> **Text provided**
[START]
# Banty Rooster after a duck!



## Goats Rock (Jun 20, 2011)

When I went to get grain at our feed mill, I saw the silliest thing. A banty rooster was chasing a duck, (big white pet type duck) she had that frantic look on her face and was running and trying to fly. She ran back and forth across the little side street the mill is on. Finally, the rooster jumped/flew onto her back, grabbed the nape of her neck and did the rooster thing. :laugh:

It looked so funny- I have never seen a rooster go after a duck, but I am never around ducks, so maybe this is common behavior? He was so much smaller than her, but that sure didn't deter him! I wish I would have thought quickly enough and taken a photo....


----------



## milkmaid (Sep 15, 2010)
[END]
> **Data extract**
[START]
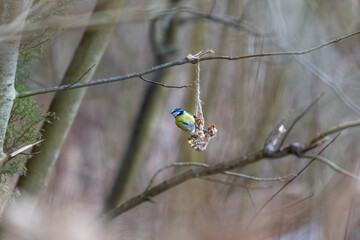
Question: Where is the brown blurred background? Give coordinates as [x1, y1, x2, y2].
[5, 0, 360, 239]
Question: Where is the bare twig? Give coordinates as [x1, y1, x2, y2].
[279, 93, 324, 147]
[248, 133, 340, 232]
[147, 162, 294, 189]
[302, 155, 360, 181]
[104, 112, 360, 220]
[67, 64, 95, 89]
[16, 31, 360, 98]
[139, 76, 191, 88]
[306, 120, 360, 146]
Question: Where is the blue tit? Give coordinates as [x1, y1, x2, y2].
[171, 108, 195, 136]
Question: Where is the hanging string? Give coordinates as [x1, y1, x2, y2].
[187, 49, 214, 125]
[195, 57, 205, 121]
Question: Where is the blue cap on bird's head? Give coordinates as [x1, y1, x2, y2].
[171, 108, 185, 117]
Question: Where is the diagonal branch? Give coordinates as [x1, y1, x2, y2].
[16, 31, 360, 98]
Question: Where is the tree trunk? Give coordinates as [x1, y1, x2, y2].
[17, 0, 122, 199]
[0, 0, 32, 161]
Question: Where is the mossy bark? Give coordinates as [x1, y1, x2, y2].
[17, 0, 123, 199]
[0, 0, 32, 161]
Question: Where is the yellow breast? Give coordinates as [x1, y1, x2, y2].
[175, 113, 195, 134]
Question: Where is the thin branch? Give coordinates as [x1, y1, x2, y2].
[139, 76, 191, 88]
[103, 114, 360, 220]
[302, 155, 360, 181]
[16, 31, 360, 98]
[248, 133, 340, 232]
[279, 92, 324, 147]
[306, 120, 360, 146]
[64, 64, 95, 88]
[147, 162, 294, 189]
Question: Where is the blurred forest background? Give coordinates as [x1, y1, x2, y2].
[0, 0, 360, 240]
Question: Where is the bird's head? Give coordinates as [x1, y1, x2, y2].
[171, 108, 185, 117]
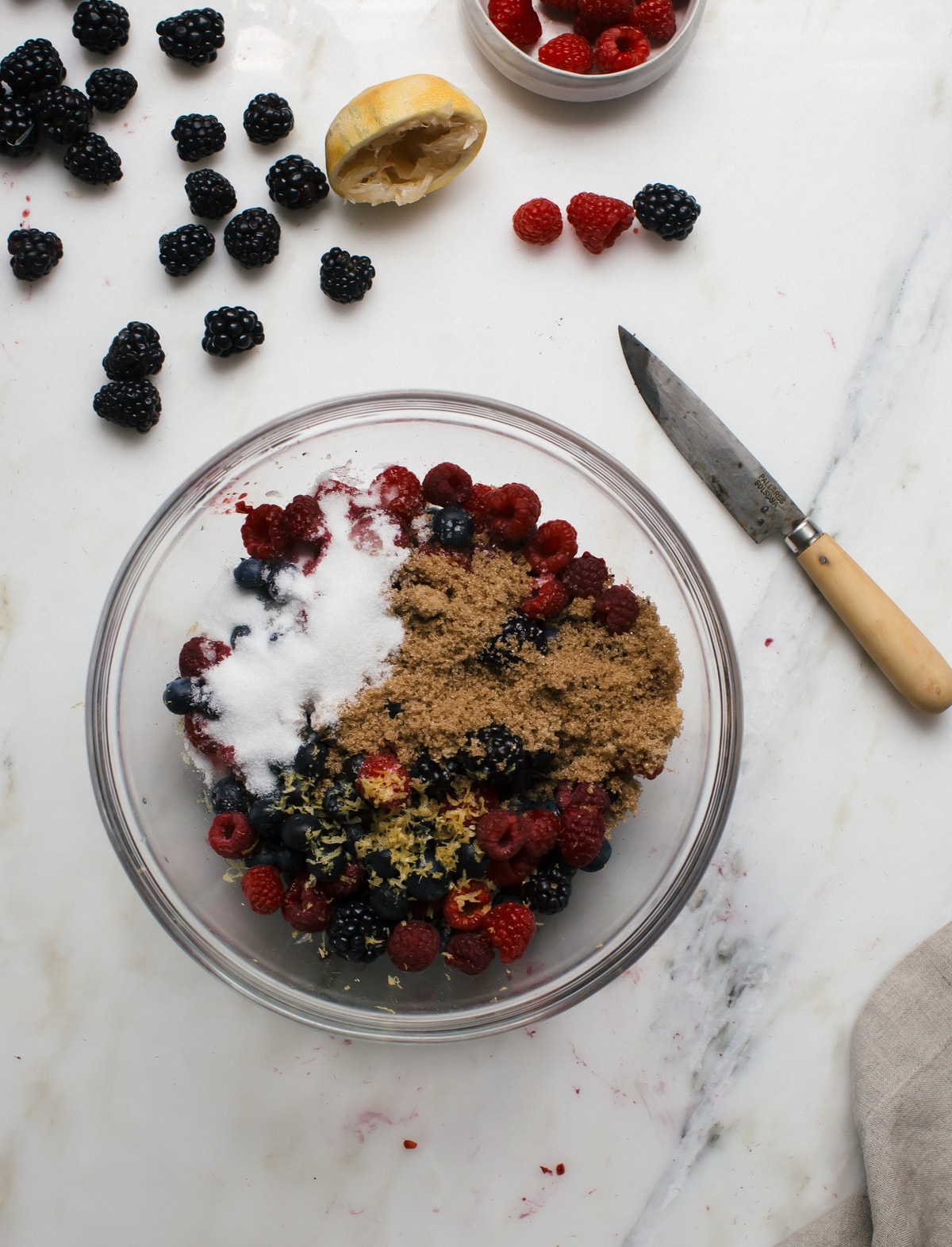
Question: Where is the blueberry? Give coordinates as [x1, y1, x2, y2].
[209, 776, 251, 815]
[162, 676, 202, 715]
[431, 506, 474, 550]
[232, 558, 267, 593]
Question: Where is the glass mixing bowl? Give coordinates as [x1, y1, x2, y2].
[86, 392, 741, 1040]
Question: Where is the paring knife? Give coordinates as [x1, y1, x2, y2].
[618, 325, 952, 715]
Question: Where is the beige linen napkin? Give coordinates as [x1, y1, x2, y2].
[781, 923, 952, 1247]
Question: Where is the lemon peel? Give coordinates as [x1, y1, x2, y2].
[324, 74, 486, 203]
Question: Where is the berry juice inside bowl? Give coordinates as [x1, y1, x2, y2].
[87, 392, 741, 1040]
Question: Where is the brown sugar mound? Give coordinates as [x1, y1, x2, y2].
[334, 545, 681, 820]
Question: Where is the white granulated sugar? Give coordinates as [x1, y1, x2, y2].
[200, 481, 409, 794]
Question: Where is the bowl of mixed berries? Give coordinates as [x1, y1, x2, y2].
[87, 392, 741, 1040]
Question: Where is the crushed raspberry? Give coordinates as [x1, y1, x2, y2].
[END]
> **Short problem 1**
In the thread about the rooster and the duck, where was the poster when they saw the chase?
> **Short problem 2**
Carry on the thread about the banty rooster and the duck, starting after its final heading.
The lines stand apart from the text and are separate material.

> **Right answer 1**
At their feed mill, getting grain.

> **Right answer 2**
I've heard it can happen, but have never seen it. I think it has almost happened here because one time I happened to see Mr. Drake chasing the rooster away from a duck. I didn't actually see it though.


----------



## clearwtrbeach (May 10, 2012)

My neighbors bantys go after the goose and the turkeys! Of course they get flogged and held down but they don't learn. :laugh:


----------



## Tayet (Feb 9, 2012)

I'venever seen a roo go after a duck, but I did have a duck hen who would follow a chicken hen around and bob her head at her like a mating dance thing  It was pretty silly!


----------



## toth boer goats (Jul 20, 2008)

Wow, that would be something to see


----------



## NigerianGirl (Jan 30, 2011)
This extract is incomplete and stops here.